# ISTRUZIONI
Raccogli tutte le righe che contengono la stringa "woman", distinguendo tra maiuscole e minuscole.

# RIGHE RIPORTATE
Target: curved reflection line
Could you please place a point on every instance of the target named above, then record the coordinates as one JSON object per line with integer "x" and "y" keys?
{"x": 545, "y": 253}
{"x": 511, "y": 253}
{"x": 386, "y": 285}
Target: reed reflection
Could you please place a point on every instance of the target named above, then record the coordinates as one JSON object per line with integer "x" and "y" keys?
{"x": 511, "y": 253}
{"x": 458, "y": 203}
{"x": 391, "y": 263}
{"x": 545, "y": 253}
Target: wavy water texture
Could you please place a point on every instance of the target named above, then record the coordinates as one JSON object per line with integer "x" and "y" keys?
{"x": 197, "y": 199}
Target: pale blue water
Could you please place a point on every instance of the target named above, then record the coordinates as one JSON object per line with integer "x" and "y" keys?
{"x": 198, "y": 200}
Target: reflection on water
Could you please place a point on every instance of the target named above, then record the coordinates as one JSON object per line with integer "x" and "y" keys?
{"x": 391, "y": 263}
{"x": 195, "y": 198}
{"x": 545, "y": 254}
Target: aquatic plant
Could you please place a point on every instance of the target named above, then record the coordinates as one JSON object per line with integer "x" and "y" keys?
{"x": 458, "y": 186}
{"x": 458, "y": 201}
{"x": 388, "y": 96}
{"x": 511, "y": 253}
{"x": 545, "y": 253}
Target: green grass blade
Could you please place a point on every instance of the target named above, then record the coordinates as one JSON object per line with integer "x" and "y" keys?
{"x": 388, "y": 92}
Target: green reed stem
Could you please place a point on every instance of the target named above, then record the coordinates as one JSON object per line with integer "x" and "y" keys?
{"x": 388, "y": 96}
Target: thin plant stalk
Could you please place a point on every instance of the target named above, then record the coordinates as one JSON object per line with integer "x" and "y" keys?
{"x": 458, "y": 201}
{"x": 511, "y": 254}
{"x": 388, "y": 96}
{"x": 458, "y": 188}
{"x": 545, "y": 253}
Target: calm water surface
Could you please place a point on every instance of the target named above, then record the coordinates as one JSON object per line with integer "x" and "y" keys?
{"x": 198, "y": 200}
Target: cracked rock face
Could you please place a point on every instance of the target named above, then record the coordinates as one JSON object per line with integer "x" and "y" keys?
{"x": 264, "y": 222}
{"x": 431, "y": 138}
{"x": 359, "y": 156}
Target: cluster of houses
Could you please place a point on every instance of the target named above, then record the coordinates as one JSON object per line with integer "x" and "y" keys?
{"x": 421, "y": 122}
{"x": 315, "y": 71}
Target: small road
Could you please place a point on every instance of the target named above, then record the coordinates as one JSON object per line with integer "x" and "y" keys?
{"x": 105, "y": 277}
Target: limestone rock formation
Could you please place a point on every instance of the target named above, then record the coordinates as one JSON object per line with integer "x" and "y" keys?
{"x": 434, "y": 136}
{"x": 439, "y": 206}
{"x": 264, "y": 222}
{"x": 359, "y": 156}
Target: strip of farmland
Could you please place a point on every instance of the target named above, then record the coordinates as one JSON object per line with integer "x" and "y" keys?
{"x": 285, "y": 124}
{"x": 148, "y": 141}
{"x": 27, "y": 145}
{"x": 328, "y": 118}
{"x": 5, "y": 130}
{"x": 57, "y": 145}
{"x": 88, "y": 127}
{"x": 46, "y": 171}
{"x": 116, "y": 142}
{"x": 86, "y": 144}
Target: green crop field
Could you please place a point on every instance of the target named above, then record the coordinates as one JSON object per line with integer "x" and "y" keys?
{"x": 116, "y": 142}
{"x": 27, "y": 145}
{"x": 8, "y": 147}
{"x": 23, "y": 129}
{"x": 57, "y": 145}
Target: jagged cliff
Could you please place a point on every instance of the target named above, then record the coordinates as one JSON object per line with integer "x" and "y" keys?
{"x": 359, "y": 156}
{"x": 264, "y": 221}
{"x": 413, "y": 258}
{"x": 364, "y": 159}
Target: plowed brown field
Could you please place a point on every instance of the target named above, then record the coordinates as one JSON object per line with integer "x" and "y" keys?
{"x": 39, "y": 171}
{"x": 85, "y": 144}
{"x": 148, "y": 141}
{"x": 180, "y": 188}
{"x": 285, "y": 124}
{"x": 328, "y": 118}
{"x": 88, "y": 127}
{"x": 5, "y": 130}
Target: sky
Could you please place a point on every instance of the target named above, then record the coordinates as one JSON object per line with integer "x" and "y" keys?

--

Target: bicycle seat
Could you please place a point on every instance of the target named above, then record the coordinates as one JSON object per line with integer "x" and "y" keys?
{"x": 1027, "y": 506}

==

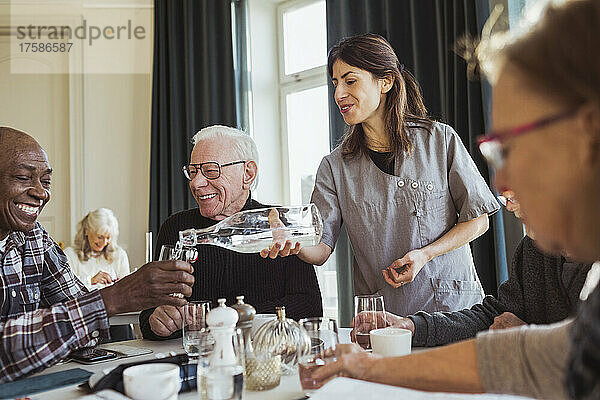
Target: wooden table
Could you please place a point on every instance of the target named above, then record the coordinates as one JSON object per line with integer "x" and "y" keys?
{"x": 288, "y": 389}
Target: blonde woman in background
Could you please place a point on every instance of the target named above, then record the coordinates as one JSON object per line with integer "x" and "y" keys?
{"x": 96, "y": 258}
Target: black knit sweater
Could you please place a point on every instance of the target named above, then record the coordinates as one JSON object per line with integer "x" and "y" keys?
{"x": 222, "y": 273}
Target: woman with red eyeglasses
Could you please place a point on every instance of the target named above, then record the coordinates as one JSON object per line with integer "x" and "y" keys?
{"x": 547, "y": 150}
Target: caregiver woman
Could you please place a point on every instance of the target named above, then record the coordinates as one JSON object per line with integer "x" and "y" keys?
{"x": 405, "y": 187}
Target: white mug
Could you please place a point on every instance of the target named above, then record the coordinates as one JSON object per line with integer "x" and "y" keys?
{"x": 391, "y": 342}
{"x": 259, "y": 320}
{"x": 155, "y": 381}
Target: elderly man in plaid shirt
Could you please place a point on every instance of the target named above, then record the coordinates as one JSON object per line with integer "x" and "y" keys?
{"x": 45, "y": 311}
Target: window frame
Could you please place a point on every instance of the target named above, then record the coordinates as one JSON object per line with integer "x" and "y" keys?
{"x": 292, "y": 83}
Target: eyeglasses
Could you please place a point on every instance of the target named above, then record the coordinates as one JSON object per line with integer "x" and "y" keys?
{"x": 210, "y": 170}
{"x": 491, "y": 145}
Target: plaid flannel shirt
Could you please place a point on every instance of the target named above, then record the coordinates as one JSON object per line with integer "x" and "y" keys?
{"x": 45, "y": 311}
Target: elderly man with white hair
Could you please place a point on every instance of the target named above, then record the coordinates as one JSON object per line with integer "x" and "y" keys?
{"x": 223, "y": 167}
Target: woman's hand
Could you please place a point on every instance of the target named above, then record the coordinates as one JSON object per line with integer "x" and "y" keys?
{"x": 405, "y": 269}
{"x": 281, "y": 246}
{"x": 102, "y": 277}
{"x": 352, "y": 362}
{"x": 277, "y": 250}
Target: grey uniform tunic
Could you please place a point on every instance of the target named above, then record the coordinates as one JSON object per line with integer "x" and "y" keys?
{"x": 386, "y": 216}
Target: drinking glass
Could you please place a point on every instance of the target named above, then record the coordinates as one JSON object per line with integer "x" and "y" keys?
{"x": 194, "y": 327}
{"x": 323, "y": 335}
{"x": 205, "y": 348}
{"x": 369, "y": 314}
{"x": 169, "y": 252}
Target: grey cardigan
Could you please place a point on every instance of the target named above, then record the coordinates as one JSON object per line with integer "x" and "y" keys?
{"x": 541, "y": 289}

# RISULTATO DELL'ESERCIZIO
Target: blonde woman in background
Target: woman with red eyeglasses
Target: caregiver woman
Target: woman's hand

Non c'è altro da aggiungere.